EXCERPT |

■ ■ ■ ■ ■

Advice, freely dispensed

Every year at Adelaide Fringe and Festival time the searches for nutri grain nuts and bolts and ‘slow as a wet wig’ diminish in proportion to the number of searches for ‘jokes about Adelaide’ and ‘Adelaide jokes’. I suspect not all of these searches are by visiting comedians, but include a fair smattering of writers rewriting the first paragraph or two of presentations they made at Edinburgh or New York; buskers and other street performers; the odd critic who wishes to sound informed in their dispatches back home.

I do think that rather than internet searches you’d be better off getting into town a day earlier and spending the time wandering around and reading the local ‘news’papers, but since you’ve come to me for advice, let me provide it.

Unless you can find a way to tell said joke with stunning originality, we find the following really boring:
– weird disappearances and murders;
– the one way freeway;
– the balls (easier to make funny in original way than some other subjects, but tricky nonetheless);
– Mike Rann (surely he’s put even himself to sleep by now);
– the pandas;
– our own boringness.

I’d offer you some suggestions, but I’ve been away for two years, and when I left we were all still making jokes about Nicole Cornes and water restrictions. Having said that, I think the bogans at the Clipsal 500 are still fair game, but that’s just me.

■ ■ ■ ■ ■

DATASET RECORDS |
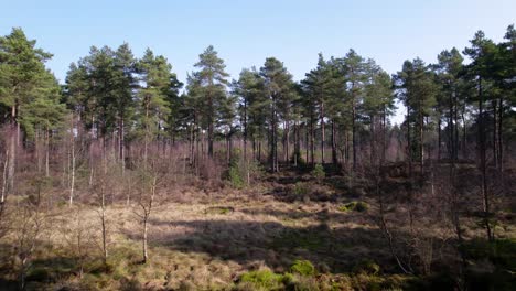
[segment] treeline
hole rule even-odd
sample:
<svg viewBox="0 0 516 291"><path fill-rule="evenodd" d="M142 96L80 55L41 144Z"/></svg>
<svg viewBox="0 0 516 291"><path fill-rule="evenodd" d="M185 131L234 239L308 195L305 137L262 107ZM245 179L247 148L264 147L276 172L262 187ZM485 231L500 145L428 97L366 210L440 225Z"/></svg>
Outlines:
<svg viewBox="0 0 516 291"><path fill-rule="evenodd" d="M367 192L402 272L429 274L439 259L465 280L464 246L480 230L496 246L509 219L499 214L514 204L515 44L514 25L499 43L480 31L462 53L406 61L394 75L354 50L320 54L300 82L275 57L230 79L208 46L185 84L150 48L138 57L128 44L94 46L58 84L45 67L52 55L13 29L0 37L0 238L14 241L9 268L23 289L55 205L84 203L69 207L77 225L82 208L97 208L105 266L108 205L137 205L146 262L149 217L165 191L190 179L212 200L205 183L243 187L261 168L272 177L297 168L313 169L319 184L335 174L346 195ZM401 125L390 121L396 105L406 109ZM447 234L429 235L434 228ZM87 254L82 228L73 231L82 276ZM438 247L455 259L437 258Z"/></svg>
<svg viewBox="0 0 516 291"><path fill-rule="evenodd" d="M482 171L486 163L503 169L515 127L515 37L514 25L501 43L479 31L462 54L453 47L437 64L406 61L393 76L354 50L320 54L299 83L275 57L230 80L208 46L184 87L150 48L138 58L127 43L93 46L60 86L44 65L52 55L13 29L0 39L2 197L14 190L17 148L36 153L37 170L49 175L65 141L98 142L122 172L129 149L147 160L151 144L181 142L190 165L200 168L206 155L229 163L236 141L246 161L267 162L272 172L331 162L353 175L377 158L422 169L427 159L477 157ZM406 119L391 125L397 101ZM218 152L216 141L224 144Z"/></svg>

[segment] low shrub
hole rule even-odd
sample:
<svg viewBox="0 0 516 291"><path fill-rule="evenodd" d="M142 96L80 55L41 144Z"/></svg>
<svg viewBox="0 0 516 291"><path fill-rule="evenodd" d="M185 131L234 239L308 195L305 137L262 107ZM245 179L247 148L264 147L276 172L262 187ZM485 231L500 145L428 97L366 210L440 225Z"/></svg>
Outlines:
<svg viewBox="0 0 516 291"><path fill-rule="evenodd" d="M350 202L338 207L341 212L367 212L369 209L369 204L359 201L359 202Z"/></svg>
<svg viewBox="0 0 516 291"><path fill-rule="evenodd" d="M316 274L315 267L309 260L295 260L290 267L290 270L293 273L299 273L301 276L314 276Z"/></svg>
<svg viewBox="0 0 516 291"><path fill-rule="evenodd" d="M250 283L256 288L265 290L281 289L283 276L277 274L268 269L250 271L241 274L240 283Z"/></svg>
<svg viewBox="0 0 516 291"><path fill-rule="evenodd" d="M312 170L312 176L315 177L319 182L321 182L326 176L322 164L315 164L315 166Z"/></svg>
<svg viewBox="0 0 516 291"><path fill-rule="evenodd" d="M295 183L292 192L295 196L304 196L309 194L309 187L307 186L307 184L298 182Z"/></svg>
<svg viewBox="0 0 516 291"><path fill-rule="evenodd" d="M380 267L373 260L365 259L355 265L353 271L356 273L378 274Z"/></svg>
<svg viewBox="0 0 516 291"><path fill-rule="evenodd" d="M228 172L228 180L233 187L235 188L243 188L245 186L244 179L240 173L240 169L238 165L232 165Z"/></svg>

■ ■ ■ ■ ■

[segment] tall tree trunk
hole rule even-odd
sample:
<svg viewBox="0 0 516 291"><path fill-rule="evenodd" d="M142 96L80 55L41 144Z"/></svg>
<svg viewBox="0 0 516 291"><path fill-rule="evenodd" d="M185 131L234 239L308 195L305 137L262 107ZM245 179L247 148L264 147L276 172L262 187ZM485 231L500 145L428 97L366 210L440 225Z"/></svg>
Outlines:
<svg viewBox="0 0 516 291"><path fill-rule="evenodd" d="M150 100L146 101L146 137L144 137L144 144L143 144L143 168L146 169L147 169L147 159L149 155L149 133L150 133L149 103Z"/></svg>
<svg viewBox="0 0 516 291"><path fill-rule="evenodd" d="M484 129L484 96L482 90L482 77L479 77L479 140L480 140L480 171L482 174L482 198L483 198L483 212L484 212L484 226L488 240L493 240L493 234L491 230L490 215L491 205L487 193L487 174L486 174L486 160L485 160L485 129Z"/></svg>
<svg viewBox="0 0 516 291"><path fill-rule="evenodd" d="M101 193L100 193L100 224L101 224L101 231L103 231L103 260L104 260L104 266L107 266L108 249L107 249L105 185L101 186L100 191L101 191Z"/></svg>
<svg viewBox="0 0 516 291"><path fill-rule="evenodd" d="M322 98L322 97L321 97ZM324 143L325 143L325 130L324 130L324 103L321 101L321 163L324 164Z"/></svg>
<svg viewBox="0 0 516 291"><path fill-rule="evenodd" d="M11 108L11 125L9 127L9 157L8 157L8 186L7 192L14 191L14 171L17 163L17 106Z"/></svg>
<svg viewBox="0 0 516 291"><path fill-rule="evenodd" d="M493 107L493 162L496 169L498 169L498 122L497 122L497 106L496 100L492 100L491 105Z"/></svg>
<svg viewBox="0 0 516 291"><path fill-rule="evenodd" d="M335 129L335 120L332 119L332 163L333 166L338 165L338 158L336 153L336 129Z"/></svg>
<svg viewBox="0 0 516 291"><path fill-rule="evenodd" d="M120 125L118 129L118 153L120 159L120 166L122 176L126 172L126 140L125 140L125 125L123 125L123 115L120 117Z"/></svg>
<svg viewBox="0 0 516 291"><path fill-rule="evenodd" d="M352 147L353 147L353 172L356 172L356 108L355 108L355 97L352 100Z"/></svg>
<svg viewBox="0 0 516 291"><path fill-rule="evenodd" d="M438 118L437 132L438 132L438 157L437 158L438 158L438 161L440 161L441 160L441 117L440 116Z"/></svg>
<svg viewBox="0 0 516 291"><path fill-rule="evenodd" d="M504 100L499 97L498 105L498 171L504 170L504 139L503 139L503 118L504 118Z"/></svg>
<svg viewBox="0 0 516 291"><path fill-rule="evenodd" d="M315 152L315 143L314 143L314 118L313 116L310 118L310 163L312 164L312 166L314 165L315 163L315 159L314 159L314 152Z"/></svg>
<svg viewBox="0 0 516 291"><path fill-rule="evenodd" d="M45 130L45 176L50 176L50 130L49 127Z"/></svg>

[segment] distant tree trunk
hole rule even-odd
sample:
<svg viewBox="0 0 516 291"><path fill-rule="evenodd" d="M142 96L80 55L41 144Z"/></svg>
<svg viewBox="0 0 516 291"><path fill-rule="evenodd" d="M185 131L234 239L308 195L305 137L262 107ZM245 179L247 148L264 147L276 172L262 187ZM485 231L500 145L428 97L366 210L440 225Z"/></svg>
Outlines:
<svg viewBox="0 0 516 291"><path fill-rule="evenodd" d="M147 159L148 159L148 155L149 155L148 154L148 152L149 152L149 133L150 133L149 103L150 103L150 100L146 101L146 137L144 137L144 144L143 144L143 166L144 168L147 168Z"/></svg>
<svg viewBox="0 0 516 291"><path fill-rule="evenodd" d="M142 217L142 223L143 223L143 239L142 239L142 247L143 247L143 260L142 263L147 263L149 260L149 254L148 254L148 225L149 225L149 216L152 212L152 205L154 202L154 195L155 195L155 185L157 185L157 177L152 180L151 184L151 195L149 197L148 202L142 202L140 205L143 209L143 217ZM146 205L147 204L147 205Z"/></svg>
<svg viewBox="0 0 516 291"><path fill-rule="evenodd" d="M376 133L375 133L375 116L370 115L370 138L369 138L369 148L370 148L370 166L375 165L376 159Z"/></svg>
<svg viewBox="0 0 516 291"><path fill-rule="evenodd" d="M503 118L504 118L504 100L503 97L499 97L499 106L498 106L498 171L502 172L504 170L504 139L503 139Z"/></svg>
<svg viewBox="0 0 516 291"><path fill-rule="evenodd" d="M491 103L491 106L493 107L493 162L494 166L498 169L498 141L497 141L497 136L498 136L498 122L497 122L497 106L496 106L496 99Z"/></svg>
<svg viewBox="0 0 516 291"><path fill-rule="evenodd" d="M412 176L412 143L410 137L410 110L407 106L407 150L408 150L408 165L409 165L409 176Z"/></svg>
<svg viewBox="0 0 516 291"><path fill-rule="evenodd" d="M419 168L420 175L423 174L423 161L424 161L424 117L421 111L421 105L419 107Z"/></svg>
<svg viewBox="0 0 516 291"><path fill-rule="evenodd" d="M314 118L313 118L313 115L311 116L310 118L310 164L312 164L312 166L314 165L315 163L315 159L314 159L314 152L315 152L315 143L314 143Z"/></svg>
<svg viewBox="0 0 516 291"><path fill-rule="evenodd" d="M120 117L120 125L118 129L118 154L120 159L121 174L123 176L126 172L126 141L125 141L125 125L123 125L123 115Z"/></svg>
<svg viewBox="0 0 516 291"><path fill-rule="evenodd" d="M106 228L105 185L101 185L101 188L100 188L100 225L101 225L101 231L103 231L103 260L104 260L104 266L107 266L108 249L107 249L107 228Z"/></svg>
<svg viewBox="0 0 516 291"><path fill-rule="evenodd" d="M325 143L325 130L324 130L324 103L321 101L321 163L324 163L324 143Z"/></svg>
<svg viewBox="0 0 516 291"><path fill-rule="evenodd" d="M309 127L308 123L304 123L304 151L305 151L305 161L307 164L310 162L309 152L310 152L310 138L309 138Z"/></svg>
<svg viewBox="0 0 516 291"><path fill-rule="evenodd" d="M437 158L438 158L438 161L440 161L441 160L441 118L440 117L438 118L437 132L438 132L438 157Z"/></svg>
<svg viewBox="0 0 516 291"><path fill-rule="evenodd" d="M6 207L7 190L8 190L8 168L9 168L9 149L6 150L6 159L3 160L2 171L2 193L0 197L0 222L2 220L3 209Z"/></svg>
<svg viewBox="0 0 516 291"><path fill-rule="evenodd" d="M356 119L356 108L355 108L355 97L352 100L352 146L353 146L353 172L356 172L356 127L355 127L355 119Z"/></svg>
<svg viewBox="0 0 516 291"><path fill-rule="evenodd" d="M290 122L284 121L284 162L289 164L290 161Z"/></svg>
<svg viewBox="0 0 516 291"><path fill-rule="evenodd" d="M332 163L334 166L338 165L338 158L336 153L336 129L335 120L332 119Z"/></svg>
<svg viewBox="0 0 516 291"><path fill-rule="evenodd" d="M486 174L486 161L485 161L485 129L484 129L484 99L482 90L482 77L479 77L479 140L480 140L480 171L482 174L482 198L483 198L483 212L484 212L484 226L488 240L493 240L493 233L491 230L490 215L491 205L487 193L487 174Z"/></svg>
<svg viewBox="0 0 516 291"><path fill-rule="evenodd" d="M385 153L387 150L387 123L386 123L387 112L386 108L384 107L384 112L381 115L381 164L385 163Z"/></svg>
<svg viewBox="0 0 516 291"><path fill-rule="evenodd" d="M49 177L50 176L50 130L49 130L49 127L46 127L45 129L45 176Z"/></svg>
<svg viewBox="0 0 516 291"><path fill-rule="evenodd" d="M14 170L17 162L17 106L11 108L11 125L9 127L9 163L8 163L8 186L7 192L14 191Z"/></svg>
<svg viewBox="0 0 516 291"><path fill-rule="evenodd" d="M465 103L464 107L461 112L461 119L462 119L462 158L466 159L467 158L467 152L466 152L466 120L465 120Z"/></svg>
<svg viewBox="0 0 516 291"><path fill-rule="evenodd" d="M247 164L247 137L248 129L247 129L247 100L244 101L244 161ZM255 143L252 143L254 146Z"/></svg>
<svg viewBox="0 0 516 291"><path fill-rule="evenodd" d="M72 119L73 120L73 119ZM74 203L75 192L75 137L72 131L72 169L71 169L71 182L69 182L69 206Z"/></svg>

■ ■ ■ ■ ■

REQUIRED TASKS |
1. Summarize the excerpt on Adelaide jokes in two sentences.
2. In the excerpt on Adelaide jokes, what was everyone still making jokes about when the writer left?

RESPONSES BY ITEM NUMBER |
1. During the Adelaide Fringe and Festival, searches for Adelaide jokes rise each year, and the writer suspects they come from visiting comedians, writers, buskers, street performers and critics. The writer recommends arriving a day early to wander around and read the local papers, lists subjects locals find boring unless the joke is told with stunning originality, and suggests the bogans at the Clipsal 500 are still fair game.

2. Nicole Cornes and water restrictions.